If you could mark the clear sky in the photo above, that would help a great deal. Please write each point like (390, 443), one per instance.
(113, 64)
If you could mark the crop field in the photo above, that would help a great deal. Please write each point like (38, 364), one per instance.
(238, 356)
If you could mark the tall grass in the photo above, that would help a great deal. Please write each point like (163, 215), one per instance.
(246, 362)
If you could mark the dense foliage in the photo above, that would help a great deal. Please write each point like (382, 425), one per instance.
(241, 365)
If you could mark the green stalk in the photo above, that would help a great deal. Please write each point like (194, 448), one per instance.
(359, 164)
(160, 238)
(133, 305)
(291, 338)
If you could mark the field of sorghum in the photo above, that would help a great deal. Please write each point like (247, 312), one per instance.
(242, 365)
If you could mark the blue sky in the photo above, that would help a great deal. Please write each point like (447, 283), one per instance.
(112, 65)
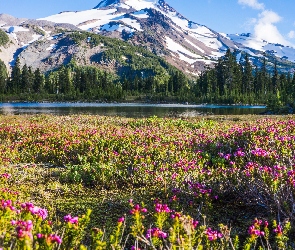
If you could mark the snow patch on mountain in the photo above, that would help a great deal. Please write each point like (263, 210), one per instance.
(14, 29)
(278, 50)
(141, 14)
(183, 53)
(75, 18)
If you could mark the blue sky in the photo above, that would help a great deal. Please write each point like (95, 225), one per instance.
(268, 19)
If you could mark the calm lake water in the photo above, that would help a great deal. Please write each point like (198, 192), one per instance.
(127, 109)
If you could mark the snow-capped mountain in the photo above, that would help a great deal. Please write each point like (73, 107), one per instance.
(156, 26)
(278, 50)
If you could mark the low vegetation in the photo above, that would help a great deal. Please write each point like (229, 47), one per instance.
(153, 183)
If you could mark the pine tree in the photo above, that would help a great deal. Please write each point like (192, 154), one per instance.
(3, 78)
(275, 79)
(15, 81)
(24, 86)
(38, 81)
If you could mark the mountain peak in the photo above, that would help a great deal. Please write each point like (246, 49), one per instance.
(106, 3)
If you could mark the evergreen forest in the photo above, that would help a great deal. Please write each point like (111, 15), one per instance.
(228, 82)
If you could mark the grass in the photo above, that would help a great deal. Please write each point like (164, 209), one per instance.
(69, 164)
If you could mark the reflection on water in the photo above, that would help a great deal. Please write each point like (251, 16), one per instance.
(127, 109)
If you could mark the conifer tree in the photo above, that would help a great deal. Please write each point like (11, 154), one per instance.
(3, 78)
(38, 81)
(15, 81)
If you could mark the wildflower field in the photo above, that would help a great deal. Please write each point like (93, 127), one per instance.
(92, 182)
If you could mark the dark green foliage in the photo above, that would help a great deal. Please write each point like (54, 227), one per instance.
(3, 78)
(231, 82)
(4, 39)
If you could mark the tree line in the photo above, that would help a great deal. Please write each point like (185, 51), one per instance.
++++++++++
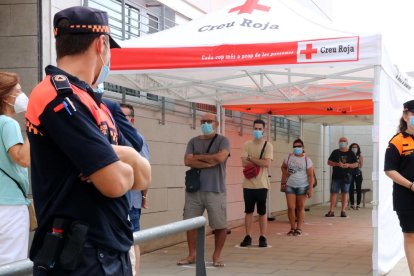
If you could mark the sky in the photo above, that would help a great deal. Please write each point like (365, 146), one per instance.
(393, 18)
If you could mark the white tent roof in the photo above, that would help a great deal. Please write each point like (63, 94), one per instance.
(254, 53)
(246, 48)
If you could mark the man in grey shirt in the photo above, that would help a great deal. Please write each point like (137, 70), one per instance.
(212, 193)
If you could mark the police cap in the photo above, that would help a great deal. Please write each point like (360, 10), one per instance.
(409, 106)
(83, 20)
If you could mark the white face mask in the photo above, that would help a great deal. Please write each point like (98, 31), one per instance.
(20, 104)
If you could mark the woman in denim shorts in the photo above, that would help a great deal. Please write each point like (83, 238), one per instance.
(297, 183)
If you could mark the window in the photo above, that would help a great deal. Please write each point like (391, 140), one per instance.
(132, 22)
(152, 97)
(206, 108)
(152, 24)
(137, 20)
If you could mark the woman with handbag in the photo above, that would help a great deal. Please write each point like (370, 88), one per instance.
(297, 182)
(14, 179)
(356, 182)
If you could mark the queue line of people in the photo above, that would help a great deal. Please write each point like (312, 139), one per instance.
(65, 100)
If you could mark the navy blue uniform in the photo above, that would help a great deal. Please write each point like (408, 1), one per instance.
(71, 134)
++++++++++
## EXERCISE
Write out, from the lines above, only those from the line with "If you could mark the dark" to the line with "If you could mark the tree", exactly as given, including the first and the last.

## YOUR SOLUTION
If you could mark the dark green foliage in the photo above, that would help a great deal. Please write each point like (54, 227), one per instance.
(3, 78)
(231, 82)
(4, 39)
If you could mark the tree line in the photo above, that would help a great deal. Please write each point like (185, 51), one per instance.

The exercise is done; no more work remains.